- _WHAT YOU WILL DO_
Skip the pictures. Output only the lines below starting at the line with "sample | x=3, y=68" and ending at the line with "target | person holding smartphone", both ends included, exactly as they are.

********

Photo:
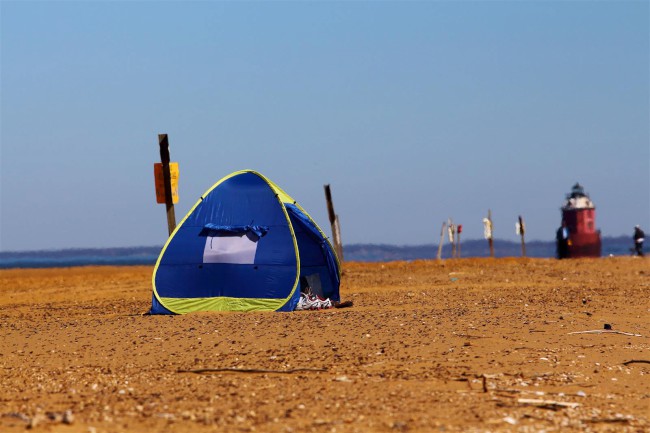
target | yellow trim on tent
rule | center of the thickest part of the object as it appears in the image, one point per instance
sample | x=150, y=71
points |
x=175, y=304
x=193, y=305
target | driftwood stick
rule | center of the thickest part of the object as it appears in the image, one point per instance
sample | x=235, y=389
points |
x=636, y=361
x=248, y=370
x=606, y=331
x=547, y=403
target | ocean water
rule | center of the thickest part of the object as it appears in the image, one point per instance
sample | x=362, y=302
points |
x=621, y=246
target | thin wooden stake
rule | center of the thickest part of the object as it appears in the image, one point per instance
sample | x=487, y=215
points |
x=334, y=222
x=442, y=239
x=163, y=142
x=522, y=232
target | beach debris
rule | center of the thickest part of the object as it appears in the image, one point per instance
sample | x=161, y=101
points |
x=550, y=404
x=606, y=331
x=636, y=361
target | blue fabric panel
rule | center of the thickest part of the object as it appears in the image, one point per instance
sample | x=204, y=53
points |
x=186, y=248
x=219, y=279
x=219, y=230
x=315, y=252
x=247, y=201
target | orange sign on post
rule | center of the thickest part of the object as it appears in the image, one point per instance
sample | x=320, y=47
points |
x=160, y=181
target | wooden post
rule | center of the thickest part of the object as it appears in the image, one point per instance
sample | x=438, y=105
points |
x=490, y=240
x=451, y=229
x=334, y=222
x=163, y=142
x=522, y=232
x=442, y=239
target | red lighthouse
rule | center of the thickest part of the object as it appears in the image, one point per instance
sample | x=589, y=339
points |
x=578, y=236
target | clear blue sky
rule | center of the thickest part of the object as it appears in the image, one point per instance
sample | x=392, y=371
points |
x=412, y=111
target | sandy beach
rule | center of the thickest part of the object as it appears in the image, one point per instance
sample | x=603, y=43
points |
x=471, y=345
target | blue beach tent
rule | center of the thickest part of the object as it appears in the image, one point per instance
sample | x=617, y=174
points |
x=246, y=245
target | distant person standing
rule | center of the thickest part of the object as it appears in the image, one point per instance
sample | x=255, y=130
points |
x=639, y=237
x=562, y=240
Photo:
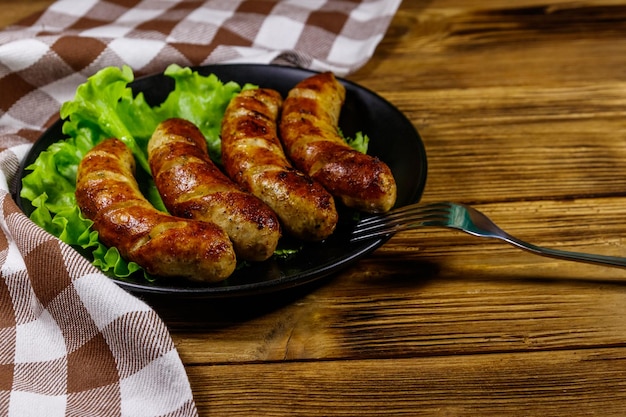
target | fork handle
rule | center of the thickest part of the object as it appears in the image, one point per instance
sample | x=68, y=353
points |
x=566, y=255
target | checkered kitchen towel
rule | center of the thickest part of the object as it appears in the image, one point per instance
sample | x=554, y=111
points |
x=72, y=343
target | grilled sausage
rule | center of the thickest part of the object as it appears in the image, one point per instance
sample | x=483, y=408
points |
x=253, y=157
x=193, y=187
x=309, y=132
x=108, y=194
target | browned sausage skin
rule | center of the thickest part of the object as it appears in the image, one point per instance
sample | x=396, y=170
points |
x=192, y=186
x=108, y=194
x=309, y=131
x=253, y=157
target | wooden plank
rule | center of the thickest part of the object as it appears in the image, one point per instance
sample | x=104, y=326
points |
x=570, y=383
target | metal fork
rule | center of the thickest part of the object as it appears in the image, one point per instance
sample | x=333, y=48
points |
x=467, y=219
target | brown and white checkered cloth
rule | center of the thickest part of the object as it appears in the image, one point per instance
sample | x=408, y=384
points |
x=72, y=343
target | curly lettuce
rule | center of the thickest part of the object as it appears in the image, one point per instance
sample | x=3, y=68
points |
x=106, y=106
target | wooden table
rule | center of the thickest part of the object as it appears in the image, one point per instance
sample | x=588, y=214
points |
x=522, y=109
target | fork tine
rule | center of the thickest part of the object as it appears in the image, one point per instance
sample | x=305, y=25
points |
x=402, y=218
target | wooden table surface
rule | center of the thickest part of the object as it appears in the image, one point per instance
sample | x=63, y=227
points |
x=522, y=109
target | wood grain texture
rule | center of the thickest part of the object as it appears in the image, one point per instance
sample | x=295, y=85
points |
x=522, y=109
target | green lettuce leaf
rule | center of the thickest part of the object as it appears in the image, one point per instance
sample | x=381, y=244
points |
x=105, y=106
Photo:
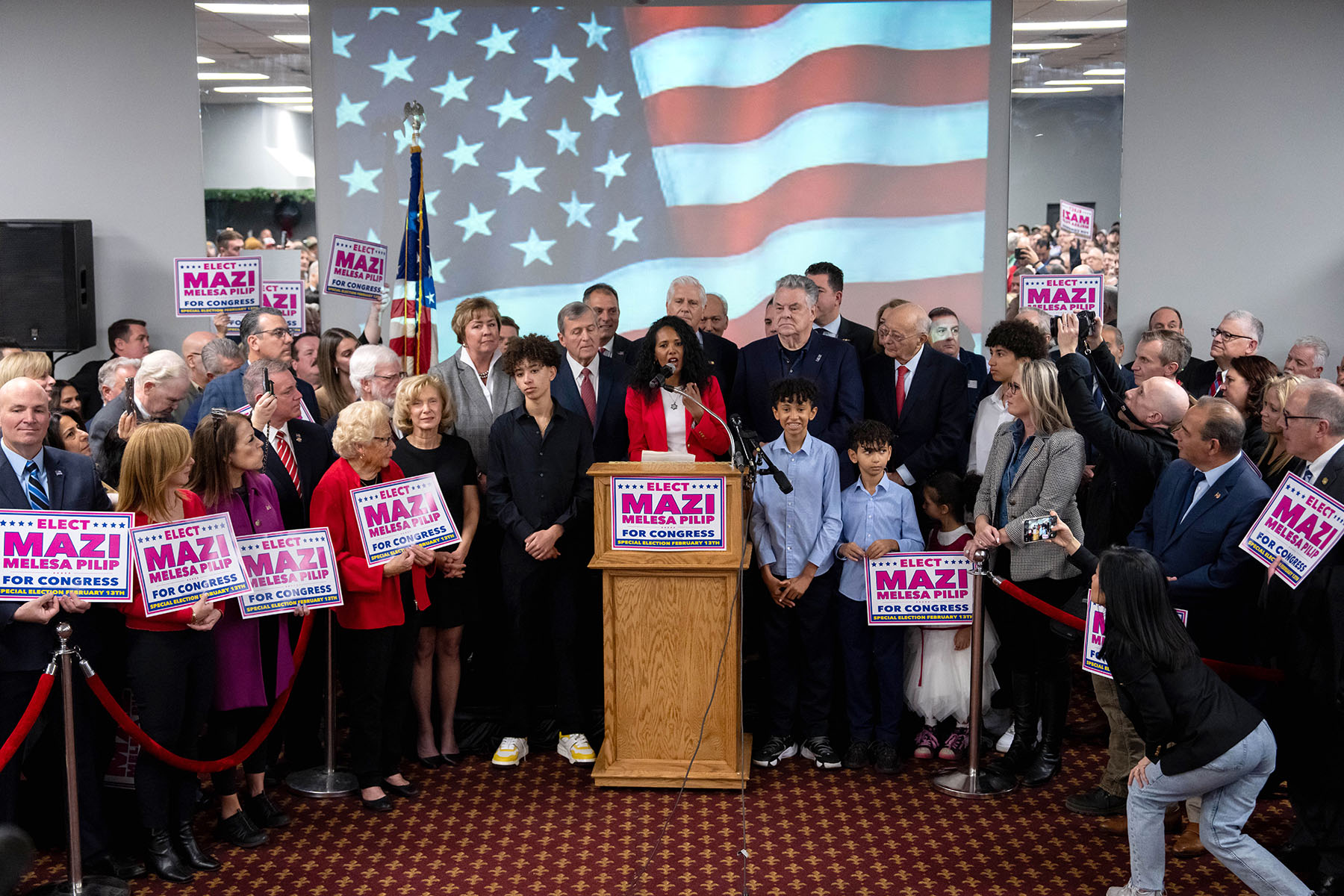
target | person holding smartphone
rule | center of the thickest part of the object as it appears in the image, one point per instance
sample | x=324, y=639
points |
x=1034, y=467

********

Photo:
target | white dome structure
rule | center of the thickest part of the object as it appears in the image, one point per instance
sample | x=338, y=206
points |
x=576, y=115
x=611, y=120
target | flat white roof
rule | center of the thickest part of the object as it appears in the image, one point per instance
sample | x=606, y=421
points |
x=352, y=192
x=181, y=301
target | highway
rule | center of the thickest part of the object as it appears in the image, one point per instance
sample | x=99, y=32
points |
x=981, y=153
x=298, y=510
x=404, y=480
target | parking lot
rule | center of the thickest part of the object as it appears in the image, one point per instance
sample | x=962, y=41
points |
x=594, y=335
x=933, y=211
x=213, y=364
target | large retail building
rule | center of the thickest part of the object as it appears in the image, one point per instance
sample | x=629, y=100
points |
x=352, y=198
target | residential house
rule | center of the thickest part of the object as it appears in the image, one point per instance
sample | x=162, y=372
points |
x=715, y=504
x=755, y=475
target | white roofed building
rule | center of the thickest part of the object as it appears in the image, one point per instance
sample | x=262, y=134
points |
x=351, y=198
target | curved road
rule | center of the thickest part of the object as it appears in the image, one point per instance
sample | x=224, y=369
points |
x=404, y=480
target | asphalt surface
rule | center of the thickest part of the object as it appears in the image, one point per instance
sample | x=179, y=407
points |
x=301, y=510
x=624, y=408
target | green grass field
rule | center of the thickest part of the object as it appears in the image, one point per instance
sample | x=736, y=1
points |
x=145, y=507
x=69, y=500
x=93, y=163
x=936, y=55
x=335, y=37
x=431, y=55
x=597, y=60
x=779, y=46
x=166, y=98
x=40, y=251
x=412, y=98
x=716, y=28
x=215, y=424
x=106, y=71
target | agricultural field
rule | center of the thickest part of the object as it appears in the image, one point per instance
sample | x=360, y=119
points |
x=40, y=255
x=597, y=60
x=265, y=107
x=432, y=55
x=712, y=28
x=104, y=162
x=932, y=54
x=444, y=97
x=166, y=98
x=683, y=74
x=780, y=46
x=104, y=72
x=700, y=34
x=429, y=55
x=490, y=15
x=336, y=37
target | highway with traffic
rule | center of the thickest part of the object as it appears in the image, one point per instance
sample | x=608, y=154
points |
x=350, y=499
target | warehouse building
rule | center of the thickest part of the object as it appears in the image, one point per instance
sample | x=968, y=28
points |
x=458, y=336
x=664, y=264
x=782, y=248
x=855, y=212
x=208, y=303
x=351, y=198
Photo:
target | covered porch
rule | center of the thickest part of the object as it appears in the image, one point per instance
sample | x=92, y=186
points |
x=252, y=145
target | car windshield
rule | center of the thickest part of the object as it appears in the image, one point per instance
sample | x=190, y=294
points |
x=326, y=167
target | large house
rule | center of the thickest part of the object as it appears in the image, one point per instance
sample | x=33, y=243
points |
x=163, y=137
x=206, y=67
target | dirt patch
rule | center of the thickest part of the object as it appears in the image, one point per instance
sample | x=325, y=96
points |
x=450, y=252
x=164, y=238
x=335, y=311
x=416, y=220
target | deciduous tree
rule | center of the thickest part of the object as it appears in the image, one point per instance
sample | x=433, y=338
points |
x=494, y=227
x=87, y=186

********

- _RESULT OF THE TASK_
sample | x=3, y=68
points |
x=106, y=106
target | wooden table
rule | center of the thickest part of the object as it appears in the image, one point per instance
sample | x=588, y=214
points |
x=522, y=109
target | fork tine
rule | center of the thickest part of the object as it appears in the image, one point per instance
sample | x=305, y=25
points |
x=402, y=218
target | wooden table surface
rule | center of the thickest part of the object as it appears in the image, one point per instance
sample | x=63, y=227
points |
x=522, y=109
target | wood grain texture
rule | center of the thickest part of the object as it appears in the image, one point per instance
sample | x=295, y=85
points |
x=522, y=109
target | green lettuce leaf
rule | center of the thickest part of the object as it appears in the image, one point per instance
sample | x=381, y=244
points |
x=105, y=106
Photo:
target | person holding smartphone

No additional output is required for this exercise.